[Textauszug]:
# # # #

Aber es gab auch einige Gewinner. Hervorzuheben wären hier die koreanischen Autobauer Kia (+44%) und Hyundai (+15,2%) – die seit Beginn der Finanzkrise im Aufwind sind – genauso wie Porsche und Audi. Mercedes konnte wieder einmal gerade so positive Zahlen ausweisen. Und die Liste der Verlierer war lang und beinhaltete sogar BMW und den Marktführer VW. Die Verkäufe von Ford gingen um 8,8% und die von Opel um 13,2% zurück. Und der Frühindikator für die allgemeine Wirtschaftsentwicklung – die Gewerbefahrzeuge (Busse, Lastkraftwagen und Traktoren) – legte ebenfalls einen steilen Absturz hin.
Am 03.10.2012 war es dann der deutsche Gesamteinkaufsmanagerindex des Fertigungs- und Dienstleistungsbereichs. Der Einkaufsmanagerindex ging im September abermals zurück, nachdem er bereits im August mit der höchsten Rate seit Juni 2009 gefallen war. Mittlerweile ist der Index den siebten Monat in Folge rückläufig, was auf einen Mangel an Auftragseingängen zurückgeht. Die Unternehmen arbeiten gerade ihre Auftragsbücher ab – und wenn das vorbei ist, wird es für die Produktion steil nach unten gehen.

# # # #

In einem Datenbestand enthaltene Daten
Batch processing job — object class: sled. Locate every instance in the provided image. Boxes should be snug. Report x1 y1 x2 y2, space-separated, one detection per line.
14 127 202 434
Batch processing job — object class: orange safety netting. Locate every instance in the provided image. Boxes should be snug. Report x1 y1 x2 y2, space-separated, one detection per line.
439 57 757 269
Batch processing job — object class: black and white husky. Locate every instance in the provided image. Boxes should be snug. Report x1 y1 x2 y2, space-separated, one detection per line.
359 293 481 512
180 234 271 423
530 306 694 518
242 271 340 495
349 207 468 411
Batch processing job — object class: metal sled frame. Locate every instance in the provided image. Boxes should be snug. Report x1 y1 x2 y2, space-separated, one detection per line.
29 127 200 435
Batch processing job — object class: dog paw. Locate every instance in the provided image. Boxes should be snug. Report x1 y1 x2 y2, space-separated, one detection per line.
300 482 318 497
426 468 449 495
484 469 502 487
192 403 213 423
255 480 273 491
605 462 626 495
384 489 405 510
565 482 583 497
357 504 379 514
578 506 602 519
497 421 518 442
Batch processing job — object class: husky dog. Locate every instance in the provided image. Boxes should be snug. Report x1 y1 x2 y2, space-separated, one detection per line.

# # # #

[Aufgaben bearbeiten]:
1 > Wiederhole den Konjunkturtext wörtlich von „Aber es gab“ bis „steilen Absturz hin.“.
2 > Nenne alle Autohersteller, für die der Konjunkturtext eine Prozentangabe macht, jeweils mit dieser Angabe.
3 > Führe den Konjunkturtext im Anschluss an seinen letzten Satz weiter.
Für die Aufgaben brauchst du die Daten nicht.

[Lösungen]:
1 >
Aber es gab auch einige Gewinner. Hervorzuheben wären hier die koreanischen Autobauer Kia (+44%) und Hyundai (+15,2%) – die seit Beginn der Finanzkrise im Aufwind sind – genauso wie Porsche und Audi. Mercedes konnte wieder einmal gerade so positive Zahlen ausweisen. Und die Liste der Verlierer war lang und beinhaltete sogar BMW und den Marktführer VW. Die Verkäufe von Ford gingen um 8,8% und die von Opel um 13,2% zurück. Und der Frühindikator für die allgemeine Wirtschaftsentwicklung – die Gewerbefahrzeuge (Busse, Lastkraftwagen und Traktoren) – legte ebenfalls einen steilen Absturz hin.

2 > Kia (+44 %), Hyundai (+15,2 %), Ford (Rückgang um 8,8 %), Opel (Rückgang um 13,2 %)

3 >
Am 04.10.2012 musste die Baubranche ordentlich einstecken. Ja, vor sechs Monaten ging es ihr noch prima. Im September dieses Jahres gingen die Auftragseingänge bei den Bauunternehmen jedoch massiv zurück, wofür eine „gesamtwirtschaftliche Nachfrageabschwächung“ verantwortlich gemacht wird. Außerdem tat der Draghi-Bernanke-Effekt sein Übriges: Die Inflation bei den Produktionsfaktoren nahm an Fahrt auf.
Die Beschäftigung kam ebenfalls unter Druck. Opel und Ford jagen die roten Zahlen aus der Zylinderkopfdichtung, und auch andere Arbeitgeber versuchen zurzeit, die Kosten zurückzufahren. Das ist aber nicht ganz einfach. Zurzeit sind Verhandlungen im Gange, um die Kurzarbeit wieder einzuführen. Und Lufthansa gab gerade erst bekannt, dass es seinen Mitarbeiterstab in der Verwaltung mittels Frühpensionierungen und Abfindungen deutlich verringern wolle.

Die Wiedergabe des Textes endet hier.